[TASK STATEMENT] Convert every line of the entries below into a JSON list of strings, one string per line, omitting blank lines.

# # #

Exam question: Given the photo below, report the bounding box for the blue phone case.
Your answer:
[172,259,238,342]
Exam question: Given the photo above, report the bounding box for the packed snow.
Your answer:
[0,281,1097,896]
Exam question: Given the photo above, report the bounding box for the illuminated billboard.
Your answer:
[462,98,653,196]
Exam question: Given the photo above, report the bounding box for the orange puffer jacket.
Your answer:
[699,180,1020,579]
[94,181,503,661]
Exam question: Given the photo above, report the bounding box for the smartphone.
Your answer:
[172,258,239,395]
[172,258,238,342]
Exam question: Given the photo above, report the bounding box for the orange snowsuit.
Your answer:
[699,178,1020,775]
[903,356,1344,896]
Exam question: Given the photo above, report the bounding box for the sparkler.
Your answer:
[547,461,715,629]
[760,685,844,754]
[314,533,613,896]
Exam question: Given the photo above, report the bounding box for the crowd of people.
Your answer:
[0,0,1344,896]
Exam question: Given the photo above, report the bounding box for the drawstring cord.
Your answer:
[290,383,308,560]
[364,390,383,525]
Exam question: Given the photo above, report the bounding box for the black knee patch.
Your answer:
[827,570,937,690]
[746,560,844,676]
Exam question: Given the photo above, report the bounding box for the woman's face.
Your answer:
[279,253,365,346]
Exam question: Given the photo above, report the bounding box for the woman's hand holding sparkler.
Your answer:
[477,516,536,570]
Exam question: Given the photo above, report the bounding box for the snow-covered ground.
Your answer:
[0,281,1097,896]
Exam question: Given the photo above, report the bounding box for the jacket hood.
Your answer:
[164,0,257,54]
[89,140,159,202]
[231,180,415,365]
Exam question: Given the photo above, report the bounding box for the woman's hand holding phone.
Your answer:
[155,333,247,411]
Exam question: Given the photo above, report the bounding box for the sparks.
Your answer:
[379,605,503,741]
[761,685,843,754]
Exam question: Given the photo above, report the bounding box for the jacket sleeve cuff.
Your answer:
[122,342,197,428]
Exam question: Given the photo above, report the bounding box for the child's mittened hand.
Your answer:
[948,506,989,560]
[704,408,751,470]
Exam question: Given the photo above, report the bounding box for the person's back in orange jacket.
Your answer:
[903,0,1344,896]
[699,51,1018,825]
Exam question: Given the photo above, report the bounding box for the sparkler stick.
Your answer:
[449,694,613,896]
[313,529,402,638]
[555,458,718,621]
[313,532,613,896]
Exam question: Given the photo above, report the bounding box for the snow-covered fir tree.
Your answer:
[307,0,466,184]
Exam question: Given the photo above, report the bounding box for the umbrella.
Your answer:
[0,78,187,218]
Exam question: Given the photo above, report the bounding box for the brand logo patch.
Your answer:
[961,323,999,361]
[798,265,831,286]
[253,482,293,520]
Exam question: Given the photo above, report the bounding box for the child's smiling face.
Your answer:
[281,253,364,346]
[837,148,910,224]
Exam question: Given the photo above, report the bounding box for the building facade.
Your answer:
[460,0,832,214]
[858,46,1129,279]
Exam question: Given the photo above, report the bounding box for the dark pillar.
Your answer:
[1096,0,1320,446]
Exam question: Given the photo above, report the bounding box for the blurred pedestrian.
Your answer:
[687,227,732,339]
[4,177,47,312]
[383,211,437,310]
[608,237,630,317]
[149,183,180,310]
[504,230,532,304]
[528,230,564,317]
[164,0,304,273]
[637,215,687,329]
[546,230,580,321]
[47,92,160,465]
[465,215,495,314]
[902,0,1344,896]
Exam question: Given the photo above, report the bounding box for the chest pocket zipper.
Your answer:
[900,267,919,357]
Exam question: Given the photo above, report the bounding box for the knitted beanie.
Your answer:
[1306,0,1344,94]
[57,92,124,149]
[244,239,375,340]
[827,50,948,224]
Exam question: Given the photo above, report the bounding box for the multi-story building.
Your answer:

# # #

[CORRECT RESPONSE]
[
  "Exam question: Given the photo below, report the bounding box for the blue phone case.",
  "Your answer:",
  "[172,259,238,342]",
  "Exam question: Given the photo above, report the bounding box for the packed snow.",
  "Your answer:",
  "[0,281,1097,896]",
  "Exam question: Given the photo above, report the bounding box for the illuminated billboard.",
  "Your answer:",
  "[462,98,653,196]",
  "Exam question: Given the photo above, report the bounding box for the orange puffer jacket.",
  "Your answer:",
  "[699,180,1020,579]",
  "[94,181,503,661]",
  "Exam question: Given the photo above, report the bounding box for the smartphone.",
  "Your answer:",
  "[172,258,239,395]",
  "[172,258,238,342]",
  "Exam question: Given the photo above, report the bounding box for the orange snowsuit.",
  "Your answer:",
  "[699,178,1020,775]",
  "[903,356,1344,896]",
  "Exam question: Given the photo above, report the bounding box for the sparkler.",
  "Your answer:",
  "[547,461,715,629]",
  "[760,685,844,754]",
  "[314,533,613,896]",
  "Exam question: Given the photo above, report the bounding box for the crowd of people.",
  "Your answer:",
  "[0,0,1344,896]",
  "Exam question: Given the photo above, report the bounding box for the drawstring cord.",
  "Your answer:",
  "[290,383,308,560]",
  "[364,390,383,525]",
  "Exam question: Given the photo above, report the bounding box for the black knee patch.",
  "Your answer:",
  "[827,570,937,690]",
  "[746,560,844,676]",
  "Exam question: Given the photo above, report the bounding box for the woman's face.",
  "Your answer:",
  "[279,253,365,346]",
  "Exam question: Given the photo above, report the bounding box for the woman's hand holding sparkler.",
  "Your answer:",
  "[477,516,536,570]",
  "Exam question: Given the photo above, report the bounding box for the snow-covered ground.",
  "Your answer:",
  "[0,281,1097,896]",
  "Exam question: Given the photo above, report the bounding box for the jacket hood.",
  "Your answer:",
  "[164,0,257,54]",
  "[89,140,159,202]",
  "[231,180,415,365]",
  "Exam question: Given the photo above, report the bounding box for the woman's hand holding phone.",
  "Your answer:",
  "[155,333,247,411]",
  "Exam question: Given the photo above, report the bounding box for the sparks.",
  "Your answer:",
  "[379,605,503,741]",
  "[761,685,843,754]",
  "Exam question: Given the photo above, report the bounding box for the jacket sleeve cuff.",
  "Your answer:",
  "[122,342,197,428]",
  "Exam question: Given the photo above, report the bounding box for the child's mittened hand.",
  "Your answer:",
  "[948,506,989,560]",
  "[704,408,751,470]",
  "Exam question: Given the photo above, report the bounding box for the person's back in orange jacket.",
  "Your answer:",
  "[903,0,1344,896]",
  "[699,51,1018,825]",
  "Exam question: Given the photo above, report the bounding box for the sparkler stick.",
  "Your answer:",
  "[449,694,613,896]",
  "[313,529,402,638]",
  "[555,458,718,621]",
  "[313,532,613,896]",
  "Exam question: Given the photo above, report the bounding box for the snow-covered fir tree.",
  "Your answer:",
  "[307,0,466,184]",
  "Exam question: Given the photo above, report the bounding box for the umbrella.",
  "Your answer:",
  "[0,78,187,218]",
  "Exam question: Given the photo above, report the bounding box for the brand logo patch.",
  "Your answer:",
  "[961,323,999,361]",
  "[798,265,831,286]",
  "[253,482,293,520]",
  "Exam question: Given the photo above, report the bounding box for the child's smiling face.",
  "Your answer:",
  "[281,253,364,346]",
  "[837,148,910,224]",
  "Exam question: Given the photo above, report the bounding box for the building facade.",
  "Your answer:",
  "[460,0,832,214]",
  "[858,46,1129,279]",
  "Exam question: Given the photo above, report the bounding box for the dark pillar.",
  "Your answer:",
  "[1096,0,1320,446]",
  "Exam question: Given the photo above, report the bounding box for the blurred pedestrian.",
  "Your answer:",
  "[687,227,732,339]",
  "[4,177,47,312]",
  "[383,211,437,310]",
  "[608,237,630,317]",
  "[149,183,180,310]",
  "[504,230,532,304]",
  "[528,230,564,317]",
  "[164,0,304,273]",
  "[637,215,687,329]",
  "[546,230,580,321]",
  "[47,92,160,465]",
  "[465,215,495,314]",
  "[902,0,1344,896]",
  "Exam question: Given the photo above, report the bounding box for the chest pocket zipper.",
  "Your answer:",
  "[900,267,919,357]",
  "Exam question: Given the photo above, report the bounding box for the knitted beanie.",
  "Your answer:",
  "[1306,0,1344,94]",
  "[57,92,124,149]",
  "[244,239,375,340]",
  "[827,50,948,224]",
  "Exam question: Given the photo above, report the bounding box for the multi-story building.",
  "Your answer:"
]